─── Source passage

To stop the debugger, simply type q.
6.6.3.3
Debugger command summary
First, let's try to find the bug in Example 6-4 when it's called with no
arguments:
$ perl -d example6-4
Default die handler restored.
Loading DB routines from perl5db.pl version 1.07
Editor support available.
Enter h or 'h h' for help, or 'man perldebug' for more help.
main::(example6-4:11): my $dna = 'CGACGTCTTCTAAGGCGA';
DB<1>
Let's stop right here at the beginning and look at a few
things. After some messages, which may not mean a whole lot right
now, you get the excellent information that the commands
h and h h
give more help. Let's try h
h:
DB<1> h h
List/search source lines: Control script execution:
l [ln|sub] List source code T Stack trace
- or . List previous/current line s [expr] Single step [in expr]
w [line] List around line n [expr] Next, steps over subs
f filename View source in file <CR/Enter> Repeat last n or s
/pattern/ ?patt? Search forw/backw r Return from subroutine
v Show versions of modules c [ln|sub] Continue until position
Debugger controls: L List break/watch/actions
O [...] Set debugger options t [expr] Toggle trace [trace expr]
<[<]|{[{]|>[>] [cmd] Do pre/post-prompt b [ln|event|sub] [cnd] Set breakpoint
! [N|pat] Redo a previous command d [ln] or D Delete a/all breakpoints
H [-num] Display last num commands a [ln] cmd Do cmd before line
= [a val] Define/list an alias W expr Add a watch expression
h [db_cmd] Get help on command A or W Delete all actions/watch
|[|]db_cmd Send output to pager ![!] syscmd Run cmd in a subprocess
q or ^D Quit R Attempt a restart
Data Examination: expr Execute perl code, also see: s,n,t expr
x|m expr Evals expr in list context, dumps the result or lists methods.

──────

- Required action 1 -
Repeat the Perl debugger passage word for word, everything from "To stop the" down to "die handler restored.".
- Required action 2 -
In the Perl debugger passage, list every line of output that appears between the command "$ perl -d example6-4" and the line starting "main::".

─── Entries shown

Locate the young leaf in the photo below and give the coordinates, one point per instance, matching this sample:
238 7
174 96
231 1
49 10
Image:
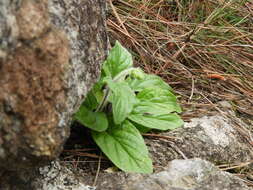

──────

- Answer box 1 -
To stop the debugger, simply type q.
6.6.3.3
Debugger command summary
First, let's try to find the bug in Example 6-4 when it's called with no
arguments:
$ perl -d example6-4
Default die handler restored.

- Answer box 2 -
Default die handler restored.
Loading DB routines from perl5db.pl version 1.07
Editor support available.
Enter h or 'h h' for help, or 'man perldebug' for more help.